Document —
=-=-=
Using newton's raphson method, generate following schemes:
- $x_{n+1}=\frac12\left(x_n+\frac{a}{x_n}\right)$ for computing $\sqrt a$
- $x_{n+1}=x_n(2-ax_n)$ for computing $a^{-1}$
what I understand is, the square root of $a$ is the number of $x$ which satisfies the following equations: $$\sqrt x=\sqrt a\implies\sqrt x-\sqrt a=0$$ Now, letting $f(x)=\sqrt x-\sqrt a$ , we can apply newton's raphson method:
$$x_{n+1}=x_n-\frac{f(x_n)}{f'(x_n)}=x_n-\frac{\sqrt x_n-\sqrt a}{\frac{1}{2\sqrt x_n}}=-x_n+2\sqrt a\sqrt x_n$$
Which seems not the correct form for what they asked. Even same for second one also. Another question is, "When I write program for second one, it always blow up to infinity for any number $>1$". Is there any typo in $x_{n+1}=x_n(2-ax_n)$ for computing $a^{-1}$?
The square root of $a$ is not the number that satisfies $\sqrt x=\sqrt a$ (this is $a$ itself). It is the positive number that satisfies $x=\sqrt a$, or $x^2=a$.
Iterative methods have a domain of convergence, meaning that for some starting values they can fail to converge. Convergence is ensured when the distance to the root decreases on every iteration.
In the case of the inverse, you should ensure that $2-ax>0$ to keep positive estimates, hence the initial values must no be too large. For instance, it works well with $a=2,x_0=0.1$, giving the iterates
$$0.1,0.18,0.2952,0.41611392,0.4859262511645,0.4996038591874,0.4999996861449\cdots$$
A simple way to find good initial values is to determine the integer power of $2$ closest to the given $a$, let $2^n$. Then
$$\sqrt a\approx 2^{n/2}\text{ or }\sqrt2\,2^{(n-1)/2}$$
and
$$a^{-1}\approx 2^{-n}.$$
=-=-=
Data —

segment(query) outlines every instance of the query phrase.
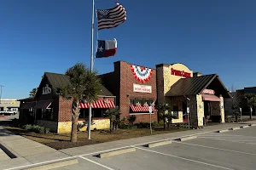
=-=-=
Directions for this task — Can you reproduce the Newton–Raphson thread above in full, word for word?

Full output —
Using newton's raphson method, generate following schemes:
- $x_{n+1}=\frac12\left(x_n+\frac{a}{x_n}\right)$ for computing $\sqrt a$
- $x_{n+1}=x_n(2-ax_n)$ for computing $a^{-1}$
what I understand is, the square root of $a$ is the number of $x$ which satisfies the following equations: $$\sqrt x=\sqrt a\implies\sqrt x-\sqrt a=0$$ Now, letting $f(x)=\sqrt x-\sqrt a$ , we can apply newton's raphson method:
$$x_{n+1}=x_n-\frac{f(x_n)}{f'(x_n)}=x_n-\frac{\sqrt x_n-\sqrt a}{\frac{1}{2\sqrt x_n}}=-x_n+2\sqrt a\sqrt x_n$$
Which seems not the correct form for what they asked. Even same for second one also. Another question is, "When I write program for second one, it always blow up to infinity for any number $>1$". Is there any typo in $x_{n+1}=x_n(2-ax_n)$ for computing $a^{-1}$?
The square root of $a$ is not the number that satisfies $\sqrt x=\sqrt a$ (this is $a$ itself). It is the positive number that satisfies $x=\sqrt a$, or $x^2=a$.
Iterative methods have a domain of convergence, meaning that for some starting values they can fail to converge. Convergence is ensured when the distance to the root decreases on every iteration.
In the case of the inverse, you should ensure that $2-ax>0$ to keep positive estimates, hence the initial values must no be too large. For instance, it works well with $a=2,x_0=0.1$, giving the iterates
$$0.1,0.18,0.2952,0.41611392,0.4859262511645,0.4996038591874,0.4999996861449\cdots$$
A simple way to find good initial values is to determine the integer power of $2$ closest to the given $a$, let $2^n$. Then
$$\sqrt a\approx 2^{n/2}\text{ or }\sqrt2\,2^{(n-1)/2}$$
and
$$a^{-1}\approx 2^{-n}.$$